◆ ARTICLE:
>> Start

Thanks to the gods, I found Sensei Tseng and Aikido. It introduced me to(after several kickings of my ass) to non violent conflict resolution, and that was folded into the Samurai way of conflict resolution. Bottom line: I don’t start fights. Ever. You start a fight, you’ve already lost.

This si a good philosophy, but it left me blind. I was so busy looking for people who started with me, I didn’t notice the people who’d already started a fight with me, and I didn’t see them coming. Until it was too late.

As a result, I got hit. And hit in the soft places. My mind and emotions, left wounded by decades of trauma, never expected those blows to come again. And what did I do? Did I fight back? No I retreated. I fled and fawned. Look up trauma responses, and that’s what I did. And ods, did it cost me.

>> End

◆ PARTS OF THE EXERCISE:
1) In the passage about Aikido, what does the writer say about anyone who starts a fight?
2) Rewrite the passage about Aikido from "Thanks to the" up to and including "was too late.", changing "philosophy" to "principle".
3) Write what comes next in the passage about Aikido, picking up after its last sentence.

◆ RECORDED INFORMATION:
>> Start

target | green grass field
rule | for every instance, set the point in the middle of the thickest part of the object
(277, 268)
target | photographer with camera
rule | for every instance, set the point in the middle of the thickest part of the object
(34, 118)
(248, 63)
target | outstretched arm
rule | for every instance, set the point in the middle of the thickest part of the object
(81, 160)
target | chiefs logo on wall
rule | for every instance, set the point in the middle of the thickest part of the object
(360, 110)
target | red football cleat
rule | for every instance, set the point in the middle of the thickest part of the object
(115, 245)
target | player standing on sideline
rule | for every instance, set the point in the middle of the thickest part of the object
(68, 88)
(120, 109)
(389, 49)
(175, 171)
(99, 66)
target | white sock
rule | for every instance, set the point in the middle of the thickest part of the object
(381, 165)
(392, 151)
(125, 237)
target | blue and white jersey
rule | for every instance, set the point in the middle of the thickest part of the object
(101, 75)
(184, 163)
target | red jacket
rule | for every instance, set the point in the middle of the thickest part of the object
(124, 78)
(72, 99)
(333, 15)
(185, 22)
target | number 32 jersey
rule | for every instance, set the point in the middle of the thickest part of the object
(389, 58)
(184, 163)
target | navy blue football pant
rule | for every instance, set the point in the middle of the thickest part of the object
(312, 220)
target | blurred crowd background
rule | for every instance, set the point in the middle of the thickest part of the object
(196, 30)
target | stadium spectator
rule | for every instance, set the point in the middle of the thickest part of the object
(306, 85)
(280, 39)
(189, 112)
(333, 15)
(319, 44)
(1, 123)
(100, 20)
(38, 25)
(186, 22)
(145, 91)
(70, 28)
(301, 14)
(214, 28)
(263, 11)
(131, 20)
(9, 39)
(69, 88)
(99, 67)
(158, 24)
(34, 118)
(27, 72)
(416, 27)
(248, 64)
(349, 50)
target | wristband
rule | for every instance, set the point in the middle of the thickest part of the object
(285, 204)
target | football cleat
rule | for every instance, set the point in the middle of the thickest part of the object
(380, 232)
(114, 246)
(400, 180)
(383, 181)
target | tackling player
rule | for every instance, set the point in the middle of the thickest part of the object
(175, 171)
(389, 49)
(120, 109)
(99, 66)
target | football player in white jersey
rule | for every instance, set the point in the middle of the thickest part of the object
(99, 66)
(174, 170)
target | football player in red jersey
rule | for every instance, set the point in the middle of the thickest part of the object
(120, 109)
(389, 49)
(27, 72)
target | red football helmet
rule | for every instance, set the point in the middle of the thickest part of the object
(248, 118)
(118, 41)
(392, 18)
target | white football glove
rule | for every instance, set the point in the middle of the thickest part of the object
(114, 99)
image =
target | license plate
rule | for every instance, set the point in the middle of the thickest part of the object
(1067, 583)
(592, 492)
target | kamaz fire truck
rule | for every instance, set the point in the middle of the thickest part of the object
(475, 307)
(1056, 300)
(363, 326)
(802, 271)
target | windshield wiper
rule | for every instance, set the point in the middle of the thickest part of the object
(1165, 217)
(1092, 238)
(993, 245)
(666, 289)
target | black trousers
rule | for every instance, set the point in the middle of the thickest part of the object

>> End

◆ WRITTEN RESPONSES:
1) They've already lost.

2)
Thanks to the gods, I found Sensei Tseng and Aikido. It introduced me to(after several kickings of my ass) to non violent conflict resolution, and that was folded into the Samurai way of conflict resolution. Bottom line: I don’t start fights. Ever. You start a fight, you’ve already lost.

This si a good principle, but it left me blind. I was so busy looking for people who started with me, I didn’t notice the people who’d already started a fight with me, and I didn’t see them coming. Until it was too late.

3)
But that brings us to today. I had my triggers for conflict pushed hard today. I wanted to rely on my old pals, Fawn and Flight. But I didn’t . I fought. Not with fights, or passive aggressive behavior. I fought with carefully thought out words and careful actions and responses. And I feel better for those responses.

When you’re attacked, you can have automatic responses. I’ve done it dozens of times. But as I get older, the more I realize that automatic responses and fights are not the best action. Nobody ever really wins a fight. I haven’t felt good about getting into a fight since the Eighties. But I won’t shirk back from conflict. I just have better ways to handle them. I hope you find some too. Good night.